··· Text passage ···
Erdal Beşikçioğlu (; born 5 January 1970) is a Turkish actor.

Biography 
Erdal Beşikçioğlu is of paternal Laz and maternal Albanian descent. He is a maternal nephew of İlhan Cavcav.

Beşikçioğlu attended İzmir Private Turkish College and Mehmet Seyfi Eraltay High School after which he studied at the Hacettepe University State Conservatory. He participated in creative workshops with William Gaskill among others. Upon graduating, he started working in several state theatres and was head of the Diyarbakır State Theatre between 1995 and 1996. He has acted in a number of films such as Eve Giden Yol 1914, Barda, Vali, Hayat Var, Kurtlar Vadisi Filistin and the Golden Bear winning Bal. He now stars as the title character Police commissioner  Behzat Ç in the series Behzat Ç. Erdal Beşikçioğlu won the Golden Orange for Best Actor for his role in Behzat Ç.: Seni Kalbime Gömdüm, a spinoff film of the series. He is brilliant in the TV series 46 as Dr, Murat Gurnay, in a black comedy take on the Jekyll and Hyde story alternately dark and menacing and then playful and sensitive.
··· Given records ···
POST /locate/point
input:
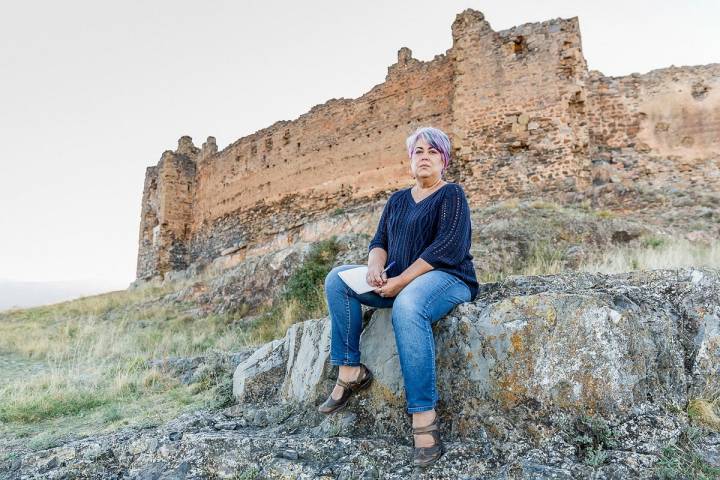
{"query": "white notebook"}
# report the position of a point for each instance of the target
(355, 279)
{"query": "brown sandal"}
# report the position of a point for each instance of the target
(364, 380)
(425, 456)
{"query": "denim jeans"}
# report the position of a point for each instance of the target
(420, 304)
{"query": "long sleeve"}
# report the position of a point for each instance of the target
(452, 241)
(380, 238)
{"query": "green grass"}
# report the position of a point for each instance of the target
(679, 460)
(94, 354)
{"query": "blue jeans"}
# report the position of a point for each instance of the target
(421, 303)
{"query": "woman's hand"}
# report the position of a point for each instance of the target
(392, 287)
(375, 276)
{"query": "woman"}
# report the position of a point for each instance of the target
(424, 237)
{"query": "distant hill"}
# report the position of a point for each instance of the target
(14, 294)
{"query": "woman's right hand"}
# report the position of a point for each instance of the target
(375, 276)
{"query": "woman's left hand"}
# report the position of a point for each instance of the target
(391, 288)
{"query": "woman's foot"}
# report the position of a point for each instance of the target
(346, 374)
(362, 379)
(423, 419)
(428, 445)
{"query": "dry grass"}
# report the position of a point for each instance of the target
(94, 353)
(705, 411)
(657, 254)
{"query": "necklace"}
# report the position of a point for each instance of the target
(430, 189)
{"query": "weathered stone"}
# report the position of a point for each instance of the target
(297, 179)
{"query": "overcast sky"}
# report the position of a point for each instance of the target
(92, 92)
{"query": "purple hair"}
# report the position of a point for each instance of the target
(436, 138)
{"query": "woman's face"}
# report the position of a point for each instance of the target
(426, 161)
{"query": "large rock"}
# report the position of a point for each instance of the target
(588, 343)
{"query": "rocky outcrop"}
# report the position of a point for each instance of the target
(583, 342)
(566, 376)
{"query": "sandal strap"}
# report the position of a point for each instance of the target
(427, 429)
(352, 385)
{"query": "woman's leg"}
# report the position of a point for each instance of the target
(346, 324)
(421, 303)
(346, 317)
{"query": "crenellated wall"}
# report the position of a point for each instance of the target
(525, 117)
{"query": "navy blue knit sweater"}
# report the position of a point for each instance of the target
(436, 229)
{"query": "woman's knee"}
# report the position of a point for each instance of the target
(407, 308)
(333, 280)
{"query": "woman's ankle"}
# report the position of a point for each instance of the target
(348, 373)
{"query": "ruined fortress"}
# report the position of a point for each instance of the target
(525, 116)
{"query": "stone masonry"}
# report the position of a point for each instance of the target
(524, 114)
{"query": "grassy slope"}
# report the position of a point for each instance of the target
(80, 367)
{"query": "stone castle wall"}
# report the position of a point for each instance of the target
(524, 114)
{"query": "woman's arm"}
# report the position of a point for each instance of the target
(452, 240)
(376, 263)
(378, 251)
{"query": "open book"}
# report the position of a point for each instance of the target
(355, 279)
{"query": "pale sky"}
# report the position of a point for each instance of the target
(92, 92)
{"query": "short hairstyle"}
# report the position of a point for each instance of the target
(436, 138)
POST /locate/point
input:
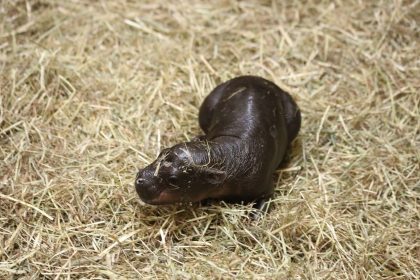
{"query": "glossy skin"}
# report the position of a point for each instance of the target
(249, 123)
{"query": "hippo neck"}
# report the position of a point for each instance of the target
(233, 155)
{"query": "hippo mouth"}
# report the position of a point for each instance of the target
(167, 197)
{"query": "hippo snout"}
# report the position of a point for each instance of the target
(147, 188)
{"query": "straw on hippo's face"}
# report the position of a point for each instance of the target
(176, 176)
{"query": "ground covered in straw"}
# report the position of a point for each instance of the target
(92, 90)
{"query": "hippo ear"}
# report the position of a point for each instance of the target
(213, 175)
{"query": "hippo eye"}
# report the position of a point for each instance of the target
(173, 180)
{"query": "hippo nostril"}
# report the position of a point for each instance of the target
(139, 181)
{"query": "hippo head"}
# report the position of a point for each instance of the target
(180, 174)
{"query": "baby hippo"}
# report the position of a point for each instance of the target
(249, 124)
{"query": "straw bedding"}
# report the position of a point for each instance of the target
(90, 91)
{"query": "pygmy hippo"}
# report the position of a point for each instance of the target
(249, 123)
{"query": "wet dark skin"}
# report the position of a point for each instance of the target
(249, 124)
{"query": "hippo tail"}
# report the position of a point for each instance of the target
(292, 115)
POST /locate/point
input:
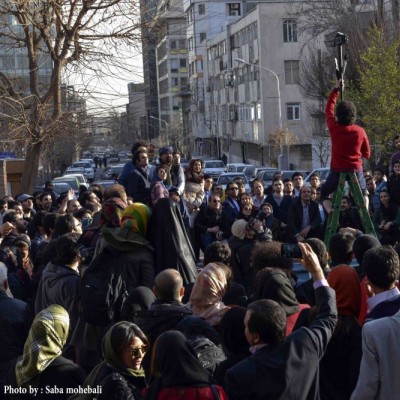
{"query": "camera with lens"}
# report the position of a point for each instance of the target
(340, 39)
(261, 215)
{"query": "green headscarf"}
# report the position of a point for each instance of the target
(46, 339)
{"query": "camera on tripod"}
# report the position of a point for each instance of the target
(340, 39)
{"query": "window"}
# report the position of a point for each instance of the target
(233, 9)
(289, 30)
(292, 72)
(293, 111)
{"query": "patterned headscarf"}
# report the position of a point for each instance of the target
(206, 297)
(46, 339)
(111, 212)
(136, 218)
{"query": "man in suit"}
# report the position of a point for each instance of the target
(380, 367)
(381, 267)
(303, 217)
(284, 368)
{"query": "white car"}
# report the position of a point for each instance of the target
(224, 179)
(81, 178)
(88, 169)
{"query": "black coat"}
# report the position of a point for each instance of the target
(168, 236)
(288, 370)
(15, 321)
(295, 219)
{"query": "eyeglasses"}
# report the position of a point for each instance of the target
(135, 351)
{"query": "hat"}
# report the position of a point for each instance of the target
(165, 150)
(239, 228)
(23, 197)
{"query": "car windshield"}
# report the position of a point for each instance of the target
(214, 164)
(225, 179)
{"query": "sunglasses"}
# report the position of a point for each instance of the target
(135, 352)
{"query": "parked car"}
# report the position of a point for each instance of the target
(214, 168)
(236, 167)
(267, 175)
(251, 171)
(88, 169)
(81, 178)
(104, 183)
(74, 170)
(72, 181)
(114, 170)
(322, 172)
(227, 177)
(289, 174)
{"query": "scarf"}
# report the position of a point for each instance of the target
(136, 218)
(207, 293)
(46, 339)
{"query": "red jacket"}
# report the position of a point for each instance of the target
(349, 143)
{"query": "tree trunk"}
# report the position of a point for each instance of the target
(31, 167)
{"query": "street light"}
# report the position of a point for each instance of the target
(240, 60)
(166, 126)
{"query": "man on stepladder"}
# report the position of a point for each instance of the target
(349, 145)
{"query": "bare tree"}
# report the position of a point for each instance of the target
(78, 34)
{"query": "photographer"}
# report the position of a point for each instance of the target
(245, 236)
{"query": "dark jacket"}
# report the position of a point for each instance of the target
(61, 374)
(295, 218)
(117, 385)
(240, 263)
(208, 218)
(168, 235)
(280, 211)
(160, 317)
(138, 185)
(15, 321)
(59, 285)
(288, 370)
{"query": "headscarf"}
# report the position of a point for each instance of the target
(46, 339)
(182, 370)
(344, 280)
(192, 176)
(111, 212)
(206, 297)
(274, 284)
(136, 218)
(111, 358)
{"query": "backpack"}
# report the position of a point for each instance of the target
(208, 353)
(103, 289)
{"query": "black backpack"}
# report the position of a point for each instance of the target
(208, 353)
(103, 289)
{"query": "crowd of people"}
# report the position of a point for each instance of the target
···
- [Set of tasks]
1. According to the biography of Erdal Beşikçioğlu, which theater did he head, and during what years?
2. Carry on the biography of Erdal Beşikçioğlu from the point where it stops.

- [Answers for the tasks]
1. He headed the Diyarbakır State Theatre between 1995 and 1996.

2.
He is married to the actress Elvin Beşikçioğlu. He is also the owner of Tatbikat Sahnesi theaters located in Ankara and Istanbul.

Filmography

Film 
 Bergen (2022)
 Acı Kiraz (2020)
 Kapı (2019)
 Çiçero (2019)
 Fakat Müzeyyen Bu Derin Bir Tutku (2014)
 Behzat Ç. Ankara Yanıyor (2013)
 Behzat Ç. Seni Kalbime Gömdüm (2011)
 Kurtlar Vadisi Filistin (2010)
 Bal (2010)
 Kardelen (2010)
 Vali (2009)
 Vali (2008)
 Hayat Var (2008)
 Eve Giden Yol (2006)
 Barda (2006)

Television 
 Hakim (2022)
 Hamlet (2021)
 Kağıt Ev (2021)
 Çocukluk (2020)
 Adı Efsane (2017)
 46 Yok Olan (2016)
 Reaksiyon (2014)
 Leyla ile Mecnun (2011)
 Behzat Ç. Bir Ankara Polisiyesi (2010–2013; 2019)
 Es-Es (2008)
 Ayrılık (2009)
 Köprü (2006–2008)
 Seni Çok Özledim (2005)
 Ödünç Hayat (2005)
 Körfez Ateşi (2005)
 Kasırga İnsanları (2004)
 Mars Kapıdan Baktırır (2004)
 Tatlı Hayat (2003)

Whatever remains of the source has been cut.